▶ Stated goal:
Edit the stretch of rows from the one containing "of the gray" through the one containing "point(242, 203)" so that "shelf-audit log" becomes "inventory log", with everything else left unchanged.
+ + + + +
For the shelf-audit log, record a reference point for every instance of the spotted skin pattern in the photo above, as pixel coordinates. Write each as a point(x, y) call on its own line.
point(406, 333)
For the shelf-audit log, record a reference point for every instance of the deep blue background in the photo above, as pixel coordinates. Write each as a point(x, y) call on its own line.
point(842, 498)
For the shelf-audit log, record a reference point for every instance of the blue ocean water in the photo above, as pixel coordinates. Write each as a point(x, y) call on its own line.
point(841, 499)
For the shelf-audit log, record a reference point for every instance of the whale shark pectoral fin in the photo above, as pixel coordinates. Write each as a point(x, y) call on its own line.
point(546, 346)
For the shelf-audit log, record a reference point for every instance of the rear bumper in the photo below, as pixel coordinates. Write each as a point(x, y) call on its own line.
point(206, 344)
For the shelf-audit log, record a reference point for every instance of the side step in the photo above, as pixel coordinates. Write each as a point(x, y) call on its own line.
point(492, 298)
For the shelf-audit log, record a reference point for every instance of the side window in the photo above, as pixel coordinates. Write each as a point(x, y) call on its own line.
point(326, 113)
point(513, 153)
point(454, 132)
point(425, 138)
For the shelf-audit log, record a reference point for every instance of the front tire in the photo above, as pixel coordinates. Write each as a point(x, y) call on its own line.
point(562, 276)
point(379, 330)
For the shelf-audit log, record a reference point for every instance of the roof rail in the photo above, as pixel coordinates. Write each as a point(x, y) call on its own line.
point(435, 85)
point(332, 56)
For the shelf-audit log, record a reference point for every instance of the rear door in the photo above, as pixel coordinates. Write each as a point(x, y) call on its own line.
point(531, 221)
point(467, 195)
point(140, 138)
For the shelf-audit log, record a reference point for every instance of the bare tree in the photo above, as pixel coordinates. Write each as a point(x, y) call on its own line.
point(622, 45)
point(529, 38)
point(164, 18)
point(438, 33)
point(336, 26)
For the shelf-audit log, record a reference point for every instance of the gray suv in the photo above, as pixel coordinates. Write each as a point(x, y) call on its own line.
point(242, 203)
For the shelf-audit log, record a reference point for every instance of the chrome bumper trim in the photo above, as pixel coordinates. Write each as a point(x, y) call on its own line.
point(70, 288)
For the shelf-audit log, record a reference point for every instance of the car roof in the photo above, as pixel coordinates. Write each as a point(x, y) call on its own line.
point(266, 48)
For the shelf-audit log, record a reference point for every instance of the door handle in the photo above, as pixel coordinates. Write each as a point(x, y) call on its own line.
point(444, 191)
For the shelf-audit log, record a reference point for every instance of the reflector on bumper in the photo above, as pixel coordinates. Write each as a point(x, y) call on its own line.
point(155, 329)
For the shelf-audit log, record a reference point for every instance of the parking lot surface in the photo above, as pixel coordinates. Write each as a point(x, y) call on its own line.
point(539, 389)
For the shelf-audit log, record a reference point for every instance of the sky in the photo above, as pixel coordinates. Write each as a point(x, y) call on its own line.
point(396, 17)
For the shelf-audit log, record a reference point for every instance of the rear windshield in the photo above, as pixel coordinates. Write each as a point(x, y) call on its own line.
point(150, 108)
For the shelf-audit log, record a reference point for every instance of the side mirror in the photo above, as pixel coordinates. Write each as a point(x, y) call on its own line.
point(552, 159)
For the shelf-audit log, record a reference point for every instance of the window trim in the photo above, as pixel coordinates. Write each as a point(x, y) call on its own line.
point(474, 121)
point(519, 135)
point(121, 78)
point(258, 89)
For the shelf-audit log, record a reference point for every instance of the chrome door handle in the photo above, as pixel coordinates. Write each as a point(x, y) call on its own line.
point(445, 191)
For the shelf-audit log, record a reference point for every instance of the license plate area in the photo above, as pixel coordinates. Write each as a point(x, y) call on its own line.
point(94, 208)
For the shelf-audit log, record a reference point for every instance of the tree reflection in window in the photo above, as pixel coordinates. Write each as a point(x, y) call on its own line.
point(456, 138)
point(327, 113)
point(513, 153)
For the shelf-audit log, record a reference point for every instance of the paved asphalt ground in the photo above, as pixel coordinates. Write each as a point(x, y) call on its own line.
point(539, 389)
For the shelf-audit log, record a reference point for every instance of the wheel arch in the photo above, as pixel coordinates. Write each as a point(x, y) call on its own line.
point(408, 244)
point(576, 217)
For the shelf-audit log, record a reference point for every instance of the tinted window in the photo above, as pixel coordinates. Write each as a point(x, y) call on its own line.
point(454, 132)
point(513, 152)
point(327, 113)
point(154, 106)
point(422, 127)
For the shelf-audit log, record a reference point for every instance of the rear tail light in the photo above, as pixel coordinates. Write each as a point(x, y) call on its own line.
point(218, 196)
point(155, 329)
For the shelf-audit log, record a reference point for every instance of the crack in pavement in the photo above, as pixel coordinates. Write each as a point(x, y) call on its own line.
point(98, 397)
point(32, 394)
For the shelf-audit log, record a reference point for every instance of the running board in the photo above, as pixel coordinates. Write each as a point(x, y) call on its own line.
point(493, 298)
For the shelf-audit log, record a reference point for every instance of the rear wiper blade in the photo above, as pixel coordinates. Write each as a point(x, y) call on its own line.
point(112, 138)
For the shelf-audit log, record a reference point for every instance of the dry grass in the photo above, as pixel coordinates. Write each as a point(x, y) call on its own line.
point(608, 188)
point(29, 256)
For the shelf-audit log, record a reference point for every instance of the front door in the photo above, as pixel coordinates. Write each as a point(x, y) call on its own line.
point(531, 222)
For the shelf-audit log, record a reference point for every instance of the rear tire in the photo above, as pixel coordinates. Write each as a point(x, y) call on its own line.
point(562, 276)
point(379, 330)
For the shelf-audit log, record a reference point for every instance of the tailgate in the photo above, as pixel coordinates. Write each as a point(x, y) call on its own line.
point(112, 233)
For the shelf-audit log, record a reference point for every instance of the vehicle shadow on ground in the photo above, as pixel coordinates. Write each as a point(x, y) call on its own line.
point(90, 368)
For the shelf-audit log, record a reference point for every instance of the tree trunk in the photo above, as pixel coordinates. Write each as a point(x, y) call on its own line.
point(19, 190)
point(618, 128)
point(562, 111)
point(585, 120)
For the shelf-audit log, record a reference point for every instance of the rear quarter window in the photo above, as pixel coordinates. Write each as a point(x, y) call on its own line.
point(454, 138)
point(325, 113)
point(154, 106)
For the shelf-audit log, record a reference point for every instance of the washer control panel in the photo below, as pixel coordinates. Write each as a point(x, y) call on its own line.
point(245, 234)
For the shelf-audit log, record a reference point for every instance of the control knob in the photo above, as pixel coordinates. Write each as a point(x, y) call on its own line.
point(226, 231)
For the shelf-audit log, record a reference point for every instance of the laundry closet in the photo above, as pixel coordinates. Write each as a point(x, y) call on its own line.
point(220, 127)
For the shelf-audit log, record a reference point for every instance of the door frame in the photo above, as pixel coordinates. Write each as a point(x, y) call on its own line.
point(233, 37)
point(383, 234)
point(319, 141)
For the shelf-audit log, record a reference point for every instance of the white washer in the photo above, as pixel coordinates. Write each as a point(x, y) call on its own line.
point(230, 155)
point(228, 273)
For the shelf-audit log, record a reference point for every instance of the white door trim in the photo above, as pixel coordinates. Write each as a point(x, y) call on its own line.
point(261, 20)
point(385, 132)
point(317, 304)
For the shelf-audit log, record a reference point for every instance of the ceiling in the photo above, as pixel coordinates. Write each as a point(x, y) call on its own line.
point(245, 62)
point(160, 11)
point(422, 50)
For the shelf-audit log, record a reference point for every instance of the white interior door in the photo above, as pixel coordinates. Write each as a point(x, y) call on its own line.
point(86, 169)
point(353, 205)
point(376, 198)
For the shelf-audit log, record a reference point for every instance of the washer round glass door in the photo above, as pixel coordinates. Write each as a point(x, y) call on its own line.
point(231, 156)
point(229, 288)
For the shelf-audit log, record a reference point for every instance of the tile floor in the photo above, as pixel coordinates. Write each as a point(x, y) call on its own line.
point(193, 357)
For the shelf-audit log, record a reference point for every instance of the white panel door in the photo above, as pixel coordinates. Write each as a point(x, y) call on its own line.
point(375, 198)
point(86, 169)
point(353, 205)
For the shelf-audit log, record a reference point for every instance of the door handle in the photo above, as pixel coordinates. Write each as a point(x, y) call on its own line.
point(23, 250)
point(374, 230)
+ + + + +
▶ Complete response:
For the inventory log, record a reference point for every instance of the gray suv in the photo above, as pixel coordinates. Write each as a point(x, y) call on its own line.
point(242, 203)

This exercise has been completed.